> _WHAT IS ASKED_: Reproduce verbatim the portion of the passage on Brexit and the arts that runs from "It is indeed" up to and including "into tribalist self-immolation.".

The answer was straightforward. The arts would not escape the economic effects of Brexit. Yet there was one consideration that hinted at the cultural ramifications of Brexit. After addressing everything from value added taxes to e-commerce, Artnet News added:
“Luís Raposo, the European president of ICOM, says that while the international museum organization has no official position on Brexit, he personally believes that it might make collaboration among museums more difficult. This could have an impact on hot-button issues like restitution, equity, and shared discourse—but most obviously, it will make it more challenging to transport artworks across the border. ‘We are afraid that itinerant exhibitions will be more expensive due to increasing costs in assurances.’”
Indeed, the cultural aspects would not escape the more vulgar economic effects. In reference to Brexit and without mentioning the arts, a contemporary article in The Guardian went for the jugular with prophetic implications for the rest of the West:
“It is a form of coup, but with a cloud of nationalist hyperbole disguising the threat to parliamentary democracy. To hold power, or challenge it, in a democracy requires continual argument and discussion, the precondition of which is a commitment to truth-telling and a shared acceptance of facts, however differently they may be interpreted. Trash those preconditions and we inevitably slide into a universe of division and distrust impervious to rational argument. We are all belittled.”
It is indeed belittling for a country that, together with Scotland and France, spearheaded the Enlightenment to dismiss “a commitment to truth-telling and a shared acceptance of facts.” The great British empirical tradition appeared to have been killed on the scaffold of identitarian populism. Therefore, the effects of Brexit on the arts cannot be discussed outside the larger context of a general Western slide into tribalist self-immolation.
Despite their democratic pretensions, populist movements tend to encourage mediocrity rather than liberty. Whenever the popular will is manifested through a fear of expertise and a distrust of cosmopolitanism, the result is usually a triumph of ignorance over accumulated knowledge, experience, empirical evidence, and understanding. What was presented as an egalitarian struggle against hierarchies with mysterious foreign links proves to be a regime of incompetence incapable of self-reflection and intolerant of criticism. To be fair, Brexit did not result in authoritarianism, but the motivations of its backers within a coalition of nationalist and mostly right-wing elements reflected notions that harked back to Sir Oswald Mosley and his admiration for National Socialism and Italian Fascism. The stain of volkisch purity was too dark to overlook. The pro-Brexit argument posited that England, in particular, was not part of Europe. The “continent” was impure, alien, and probably unclean. It did not matter that England itself was a product of European bloodlines and cultures.

> _MATERIAL_:
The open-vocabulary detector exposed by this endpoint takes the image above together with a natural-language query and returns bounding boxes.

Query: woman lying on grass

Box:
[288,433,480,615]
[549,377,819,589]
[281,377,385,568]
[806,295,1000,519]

> _THE RESPONSE_:
It is indeed belittling for a country that, together with Scotland and France, spearheaded the Enlightenment to dismiss “a commitment to truth-telling and a shared acceptance of facts.” The great British empirical tradition appeared to have been killed on the scaffold of identitarian populism. Therefore, the effects of Brexit on the arts cannot be discussed outside the larger context of a general Western slide into tribalist self-immolation.